◆ **Exercise requirements**:
Retype each line exactly as it stands, beginning at the first line of the material and finishing with the line that contains "376L114 391L146 388L131".

◆ **Given information**:

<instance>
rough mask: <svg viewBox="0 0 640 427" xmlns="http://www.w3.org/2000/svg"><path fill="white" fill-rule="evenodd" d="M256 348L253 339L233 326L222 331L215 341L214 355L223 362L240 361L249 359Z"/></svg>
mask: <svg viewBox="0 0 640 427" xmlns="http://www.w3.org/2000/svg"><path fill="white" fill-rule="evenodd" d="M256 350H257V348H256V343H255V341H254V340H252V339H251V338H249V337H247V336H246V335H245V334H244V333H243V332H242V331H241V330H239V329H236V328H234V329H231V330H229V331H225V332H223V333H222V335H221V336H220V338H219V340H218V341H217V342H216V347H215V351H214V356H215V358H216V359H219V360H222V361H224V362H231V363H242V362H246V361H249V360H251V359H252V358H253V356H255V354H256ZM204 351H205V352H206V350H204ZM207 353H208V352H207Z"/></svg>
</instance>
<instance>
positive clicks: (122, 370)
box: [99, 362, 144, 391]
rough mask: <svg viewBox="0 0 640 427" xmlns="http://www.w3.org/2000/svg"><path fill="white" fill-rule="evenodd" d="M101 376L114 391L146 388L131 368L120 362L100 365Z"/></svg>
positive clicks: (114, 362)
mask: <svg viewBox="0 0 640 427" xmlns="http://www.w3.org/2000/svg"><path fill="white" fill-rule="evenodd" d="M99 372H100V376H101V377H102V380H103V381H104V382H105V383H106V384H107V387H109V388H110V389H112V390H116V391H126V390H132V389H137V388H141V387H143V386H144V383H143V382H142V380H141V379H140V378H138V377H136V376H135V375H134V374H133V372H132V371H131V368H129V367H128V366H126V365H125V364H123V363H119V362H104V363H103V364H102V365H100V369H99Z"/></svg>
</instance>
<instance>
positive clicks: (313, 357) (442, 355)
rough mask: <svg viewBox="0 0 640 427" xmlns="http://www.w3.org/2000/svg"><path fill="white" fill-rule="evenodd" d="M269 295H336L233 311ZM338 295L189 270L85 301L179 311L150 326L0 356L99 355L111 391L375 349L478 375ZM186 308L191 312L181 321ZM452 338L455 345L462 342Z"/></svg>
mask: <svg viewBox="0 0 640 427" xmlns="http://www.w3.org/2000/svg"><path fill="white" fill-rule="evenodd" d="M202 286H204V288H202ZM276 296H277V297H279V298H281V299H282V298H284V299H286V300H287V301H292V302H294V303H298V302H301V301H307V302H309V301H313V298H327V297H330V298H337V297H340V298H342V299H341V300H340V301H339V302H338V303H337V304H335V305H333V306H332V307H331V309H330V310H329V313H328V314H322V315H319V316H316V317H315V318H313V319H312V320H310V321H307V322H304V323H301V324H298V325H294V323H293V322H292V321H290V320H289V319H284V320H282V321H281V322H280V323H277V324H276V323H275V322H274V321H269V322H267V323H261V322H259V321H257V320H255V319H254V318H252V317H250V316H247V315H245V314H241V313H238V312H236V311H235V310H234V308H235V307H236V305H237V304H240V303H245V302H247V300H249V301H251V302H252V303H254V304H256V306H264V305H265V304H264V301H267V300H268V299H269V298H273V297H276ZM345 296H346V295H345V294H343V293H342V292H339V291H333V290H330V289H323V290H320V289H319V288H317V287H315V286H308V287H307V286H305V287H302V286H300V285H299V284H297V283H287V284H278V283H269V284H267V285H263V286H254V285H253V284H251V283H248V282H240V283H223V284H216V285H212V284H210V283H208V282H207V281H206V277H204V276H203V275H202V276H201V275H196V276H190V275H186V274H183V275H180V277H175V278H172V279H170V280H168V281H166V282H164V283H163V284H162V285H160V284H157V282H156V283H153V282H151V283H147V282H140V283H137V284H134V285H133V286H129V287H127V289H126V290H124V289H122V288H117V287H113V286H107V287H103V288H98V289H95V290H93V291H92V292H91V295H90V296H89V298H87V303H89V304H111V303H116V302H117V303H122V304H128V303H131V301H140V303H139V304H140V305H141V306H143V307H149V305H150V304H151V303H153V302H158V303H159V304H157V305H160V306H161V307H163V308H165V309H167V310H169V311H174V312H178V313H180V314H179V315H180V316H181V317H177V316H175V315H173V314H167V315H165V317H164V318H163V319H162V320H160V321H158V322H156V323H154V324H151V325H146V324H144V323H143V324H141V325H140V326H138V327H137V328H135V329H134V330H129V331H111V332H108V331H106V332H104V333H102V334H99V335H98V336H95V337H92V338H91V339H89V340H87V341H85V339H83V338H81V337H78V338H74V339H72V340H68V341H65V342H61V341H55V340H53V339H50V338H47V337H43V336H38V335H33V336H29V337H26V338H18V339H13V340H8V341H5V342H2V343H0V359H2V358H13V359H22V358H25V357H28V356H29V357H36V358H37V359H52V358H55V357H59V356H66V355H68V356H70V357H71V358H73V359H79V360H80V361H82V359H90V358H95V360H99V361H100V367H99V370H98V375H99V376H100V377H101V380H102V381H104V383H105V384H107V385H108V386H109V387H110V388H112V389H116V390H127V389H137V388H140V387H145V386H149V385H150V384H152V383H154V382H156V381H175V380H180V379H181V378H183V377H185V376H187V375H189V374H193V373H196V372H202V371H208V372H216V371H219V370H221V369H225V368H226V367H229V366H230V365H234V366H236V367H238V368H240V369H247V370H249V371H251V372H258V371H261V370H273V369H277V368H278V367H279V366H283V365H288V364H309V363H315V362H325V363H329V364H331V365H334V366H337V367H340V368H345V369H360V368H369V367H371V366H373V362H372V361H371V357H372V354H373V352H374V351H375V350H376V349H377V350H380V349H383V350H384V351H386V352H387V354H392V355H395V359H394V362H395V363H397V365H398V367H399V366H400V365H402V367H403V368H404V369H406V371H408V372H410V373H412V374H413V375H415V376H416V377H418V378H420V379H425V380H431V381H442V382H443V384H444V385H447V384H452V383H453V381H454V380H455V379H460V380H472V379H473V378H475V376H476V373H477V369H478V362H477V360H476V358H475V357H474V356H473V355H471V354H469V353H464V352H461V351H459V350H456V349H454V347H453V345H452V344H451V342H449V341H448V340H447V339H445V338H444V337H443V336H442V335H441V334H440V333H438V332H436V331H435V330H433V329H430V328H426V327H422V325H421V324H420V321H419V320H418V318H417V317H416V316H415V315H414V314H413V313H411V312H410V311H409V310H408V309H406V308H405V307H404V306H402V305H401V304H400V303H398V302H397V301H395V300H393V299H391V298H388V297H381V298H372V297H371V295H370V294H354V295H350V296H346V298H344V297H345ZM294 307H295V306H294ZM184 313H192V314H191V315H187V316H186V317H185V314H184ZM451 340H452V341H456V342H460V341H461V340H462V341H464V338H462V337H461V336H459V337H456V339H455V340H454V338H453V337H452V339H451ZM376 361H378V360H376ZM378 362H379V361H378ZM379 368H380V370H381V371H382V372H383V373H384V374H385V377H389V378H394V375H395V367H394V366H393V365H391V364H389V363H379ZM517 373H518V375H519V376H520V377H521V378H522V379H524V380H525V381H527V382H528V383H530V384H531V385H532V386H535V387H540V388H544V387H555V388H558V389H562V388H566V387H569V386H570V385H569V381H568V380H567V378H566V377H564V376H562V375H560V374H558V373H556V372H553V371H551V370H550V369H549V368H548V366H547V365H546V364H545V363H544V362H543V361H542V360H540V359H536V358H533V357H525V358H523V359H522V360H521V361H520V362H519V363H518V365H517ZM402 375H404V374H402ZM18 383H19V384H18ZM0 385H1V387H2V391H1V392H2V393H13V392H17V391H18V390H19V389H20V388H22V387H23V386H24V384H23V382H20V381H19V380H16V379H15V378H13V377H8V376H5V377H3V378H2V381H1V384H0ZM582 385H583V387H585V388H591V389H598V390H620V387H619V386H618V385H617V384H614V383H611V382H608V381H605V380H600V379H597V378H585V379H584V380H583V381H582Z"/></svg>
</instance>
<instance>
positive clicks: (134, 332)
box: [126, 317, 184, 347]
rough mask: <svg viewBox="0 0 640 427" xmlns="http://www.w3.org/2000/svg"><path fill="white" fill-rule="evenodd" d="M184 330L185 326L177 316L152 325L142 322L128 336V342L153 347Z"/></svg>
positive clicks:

◆ **Written response**:
<instance>
rough mask: <svg viewBox="0 0 640 427" xmlns="http://www.w3.org/2000/svg"><path fill="white" fill-rule="evenodd" d="M256 348L253 339L233 326L222 331L215 341L214 355L223 362L240 361L249 359Z"/></svg>
mask: <svg viewBox="0 0 640 427" xmlns="http://www.w3.org/2000/svg"><path fill="white" fill-rule="evenodd" d="M256 350H257V348H256V343H255V341H254V340H252V339H251V338H249V337H247V336H246V335H245V334H244V333H243V332H242V331H241V330H239V329H236V328H234V329H231V330H229V331H225V332H223V333H222V335H221V336H220V338H219V340H218V341H217V342H216V347H215V351H214V356H215V358H216V359H219V360H222V361H224V362H231V363H242V362H246V361H249V360H251V359H252V358H253V356H255V354H256ZM204 351H205V352H206V350H204ZM207 353H208V352H207Z"/></svg>
</instance>
<instance>
positive clicks: (122, 370)
box: [99, 362, 144, 391]
rough mask: <svg viewBox="0 0 640 427" xmlns="http://www.w3.org/2000/svg"><path fill="white" fill-rule="evenodd" d="M101 376L114 391L146 388L131 368L120 362L100 365Z"/></svg>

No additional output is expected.